Relearning How to Be With Yourself
Why Retreats Are Less About Getting Away and More About Coming Back
Many people think they book a retreat to get away from something: work, noise, responsibility, stress.
But what actually happens is quieter and more profound.
When the distractions fall away, you meet yourself again — not the curated version, not the productive version, but the unoccupied one. This can feel unfamiliar at first. Without constant engagement, the mind fills the space with unfinished thoughts, old questions, or long-delayed feelings.
This isn’t a problem. It’s the process.
Retreats create conditions where self-reflection happens naturally rather than being scheduled. You don’t sit down to “work on yourself.” You notice patterns while making coffee. You realize something important while watching light move across a room. You feel a sense of calm that hasn’t been available in years — and recognize how much you’ve been carrying.

──────────

• WORK TO COMPLETE:
1. Summarize the retreat passage in two sentences.
2. Return everything in the retreat passage from "But what actually" down to "you’ve been carrying.", copied word for word.
3. Resume the retreat passage after its final sentence, keeping its voice and subject.
The rows after this point are separate material and have no connection to the retreat passage.

──────────

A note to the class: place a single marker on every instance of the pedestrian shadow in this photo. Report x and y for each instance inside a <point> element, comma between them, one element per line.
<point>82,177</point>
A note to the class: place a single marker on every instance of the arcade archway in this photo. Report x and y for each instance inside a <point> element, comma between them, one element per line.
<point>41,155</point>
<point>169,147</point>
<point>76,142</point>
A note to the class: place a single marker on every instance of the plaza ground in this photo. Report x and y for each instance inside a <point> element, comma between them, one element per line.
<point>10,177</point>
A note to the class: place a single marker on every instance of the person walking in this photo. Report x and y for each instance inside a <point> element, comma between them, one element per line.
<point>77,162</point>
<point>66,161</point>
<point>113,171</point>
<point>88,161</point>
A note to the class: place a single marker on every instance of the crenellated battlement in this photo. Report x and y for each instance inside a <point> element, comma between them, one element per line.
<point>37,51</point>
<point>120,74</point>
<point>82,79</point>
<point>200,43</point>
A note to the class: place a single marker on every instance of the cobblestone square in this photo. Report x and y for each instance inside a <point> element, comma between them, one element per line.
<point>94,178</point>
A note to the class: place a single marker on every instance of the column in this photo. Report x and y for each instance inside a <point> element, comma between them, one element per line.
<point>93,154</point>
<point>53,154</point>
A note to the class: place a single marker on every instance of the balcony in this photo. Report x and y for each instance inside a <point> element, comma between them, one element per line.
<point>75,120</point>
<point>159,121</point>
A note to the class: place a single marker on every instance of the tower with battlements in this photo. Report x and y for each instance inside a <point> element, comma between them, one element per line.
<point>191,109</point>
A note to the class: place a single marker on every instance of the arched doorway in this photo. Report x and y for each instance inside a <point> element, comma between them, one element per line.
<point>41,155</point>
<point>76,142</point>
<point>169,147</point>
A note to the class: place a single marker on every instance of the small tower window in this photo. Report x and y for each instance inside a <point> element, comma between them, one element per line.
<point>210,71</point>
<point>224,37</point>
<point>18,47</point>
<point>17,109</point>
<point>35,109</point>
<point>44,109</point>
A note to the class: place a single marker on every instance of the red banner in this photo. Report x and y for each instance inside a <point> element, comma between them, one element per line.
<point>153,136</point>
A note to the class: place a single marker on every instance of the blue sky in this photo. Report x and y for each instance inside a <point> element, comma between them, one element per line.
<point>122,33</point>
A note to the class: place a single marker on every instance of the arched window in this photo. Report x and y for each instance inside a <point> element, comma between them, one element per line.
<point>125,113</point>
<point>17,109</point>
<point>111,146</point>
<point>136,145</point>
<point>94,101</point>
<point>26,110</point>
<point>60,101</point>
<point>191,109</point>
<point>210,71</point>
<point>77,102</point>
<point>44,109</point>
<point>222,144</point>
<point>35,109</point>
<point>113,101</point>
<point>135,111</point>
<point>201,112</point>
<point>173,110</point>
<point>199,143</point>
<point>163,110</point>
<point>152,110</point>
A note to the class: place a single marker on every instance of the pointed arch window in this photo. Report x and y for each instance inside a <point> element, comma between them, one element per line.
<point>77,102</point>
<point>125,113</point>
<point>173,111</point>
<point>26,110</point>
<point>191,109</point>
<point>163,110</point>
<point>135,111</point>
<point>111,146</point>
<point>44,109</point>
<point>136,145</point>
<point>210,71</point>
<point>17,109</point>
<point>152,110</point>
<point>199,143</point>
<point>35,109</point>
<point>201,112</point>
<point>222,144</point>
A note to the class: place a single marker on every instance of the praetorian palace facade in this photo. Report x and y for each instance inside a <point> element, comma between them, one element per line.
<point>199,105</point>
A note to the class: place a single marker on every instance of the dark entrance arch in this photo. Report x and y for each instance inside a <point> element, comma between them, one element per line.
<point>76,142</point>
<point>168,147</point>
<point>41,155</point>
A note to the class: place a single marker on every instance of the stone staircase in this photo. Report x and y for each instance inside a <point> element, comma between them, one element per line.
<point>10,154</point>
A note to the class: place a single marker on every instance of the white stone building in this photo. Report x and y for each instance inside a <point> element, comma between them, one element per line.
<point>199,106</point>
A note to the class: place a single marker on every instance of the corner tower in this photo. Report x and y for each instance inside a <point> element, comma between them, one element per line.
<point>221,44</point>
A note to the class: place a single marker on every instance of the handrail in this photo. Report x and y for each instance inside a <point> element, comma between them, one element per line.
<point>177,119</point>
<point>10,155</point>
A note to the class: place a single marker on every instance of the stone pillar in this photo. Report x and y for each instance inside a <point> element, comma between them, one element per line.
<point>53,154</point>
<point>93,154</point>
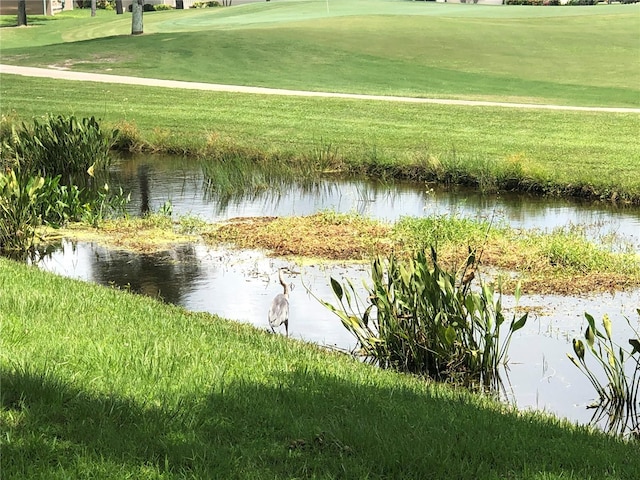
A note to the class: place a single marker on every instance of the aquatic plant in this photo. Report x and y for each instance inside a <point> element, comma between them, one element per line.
<point>58,145</point>
<point>421,319</point>
<point>618,392</point>
<point>19,216</point>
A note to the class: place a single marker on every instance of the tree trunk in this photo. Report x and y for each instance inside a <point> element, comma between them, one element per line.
<point>22,12</point>
<point>136,17</point>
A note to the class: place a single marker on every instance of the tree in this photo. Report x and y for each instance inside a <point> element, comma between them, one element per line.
<point>136,17</point>
<point>22,12</point>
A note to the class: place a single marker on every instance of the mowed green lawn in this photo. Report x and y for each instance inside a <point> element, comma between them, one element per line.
<point>569,55</point>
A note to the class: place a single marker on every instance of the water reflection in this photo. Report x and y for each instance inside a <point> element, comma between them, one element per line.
<point>240,286</point>
<point>154,180</point>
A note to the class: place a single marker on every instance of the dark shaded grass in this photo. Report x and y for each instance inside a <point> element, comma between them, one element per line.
<point>98,383</point>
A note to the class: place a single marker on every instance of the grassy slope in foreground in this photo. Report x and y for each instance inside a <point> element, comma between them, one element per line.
<point>533,55</point>
<point>99,383</point>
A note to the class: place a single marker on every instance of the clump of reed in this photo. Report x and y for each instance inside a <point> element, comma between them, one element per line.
<point>419,318</point>
<point>618,391</point>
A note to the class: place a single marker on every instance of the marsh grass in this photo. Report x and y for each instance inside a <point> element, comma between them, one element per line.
<point>101,383</point>
<point>616,379</point>
<point>58,145</point>
<point>565,261</point>
<point>418,318</point>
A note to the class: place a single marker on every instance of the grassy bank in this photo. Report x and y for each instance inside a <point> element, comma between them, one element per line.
<point>99,383</point>
<point>558,55</point>
<point>593,155</point>
<point>536,55</point>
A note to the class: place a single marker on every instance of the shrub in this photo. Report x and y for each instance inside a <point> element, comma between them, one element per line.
<point>417,318</point>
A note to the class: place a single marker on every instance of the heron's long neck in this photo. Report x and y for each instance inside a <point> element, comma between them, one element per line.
<point>282,282</point>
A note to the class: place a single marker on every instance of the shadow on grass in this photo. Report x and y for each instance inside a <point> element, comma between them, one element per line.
<point>304,424</point>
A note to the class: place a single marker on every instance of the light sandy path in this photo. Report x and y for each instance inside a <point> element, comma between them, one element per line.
<point>152,82</point>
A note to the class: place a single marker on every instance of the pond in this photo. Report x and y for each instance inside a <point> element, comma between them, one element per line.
<point>240,285</point>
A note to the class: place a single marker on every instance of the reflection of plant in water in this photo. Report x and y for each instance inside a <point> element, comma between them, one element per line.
<point>419,318</point>
<point>619,393</point>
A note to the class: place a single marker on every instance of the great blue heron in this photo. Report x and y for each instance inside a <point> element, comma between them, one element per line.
<point>279,311</point>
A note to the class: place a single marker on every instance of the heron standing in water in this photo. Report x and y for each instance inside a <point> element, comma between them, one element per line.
<point>279,311</point>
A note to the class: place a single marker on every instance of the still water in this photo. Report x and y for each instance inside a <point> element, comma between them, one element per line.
<point>239,285</point>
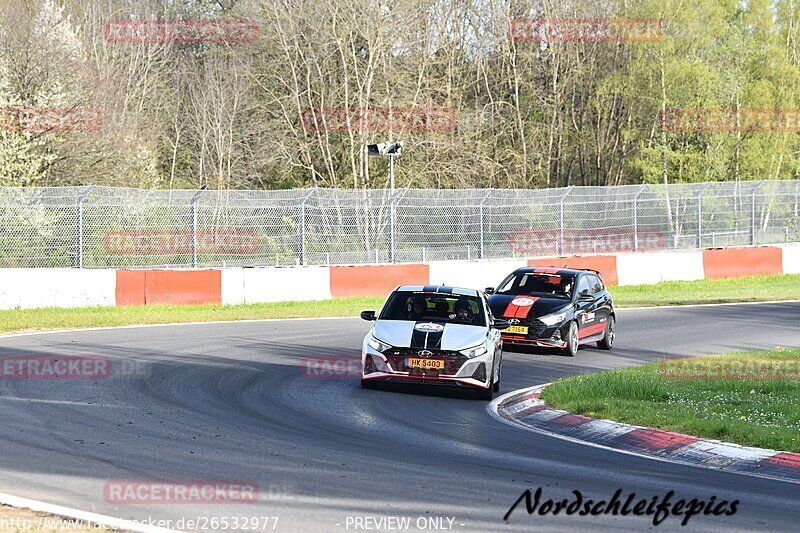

──────────

• SET OF ANSWERS:
1. A retreat is less about getting away from work, noise, or stress than about meeting your unoccupied self once distractions fall away, which can feel unfamiliar as unfinished thoughts and long-delayed feelings surface. That is the process, since retreats let self-reflection happen naturally in ordinary moments and bring a calm that shows how much you have been carrying.

2.
But what actually happens is quieter and more profound.
When the distractions fall away, you meet yourself again — not the curated version, not the productive version, but the unoccupied one. This can feel unfamiliar at first. Without constant engagement, the mind fills the space with unfinished thoughts, old questions, or long-delayed feelings.
This isn’t a problem. It’s the process.
Retreats create conditions where self-reflection happens naturally rather than being scheduled. You don’t sit down to “work on yourself.” You notice patterns while making coffee. You realize something important while watching light move across a room. You feel a sense of calm that hasn’t been available in years — and recognize how much you’ve been carrying.

3.
Nature plays a critical role here. Being surrounded by land that doesn’t ask anything of you creates permission to stop performing. Trees don’t measure output. Mountains don’t care about timelines. In that neutrality, self-judgment softens.
This is why people often leave retreats with fewer answers but better questions. They’re more aligned. Less reactive. More patient with themselves.
Reconnecting with yourself doesn’t require transformation. It requires space.
And space, intentionally held, is one of the rarest forms of wellness today.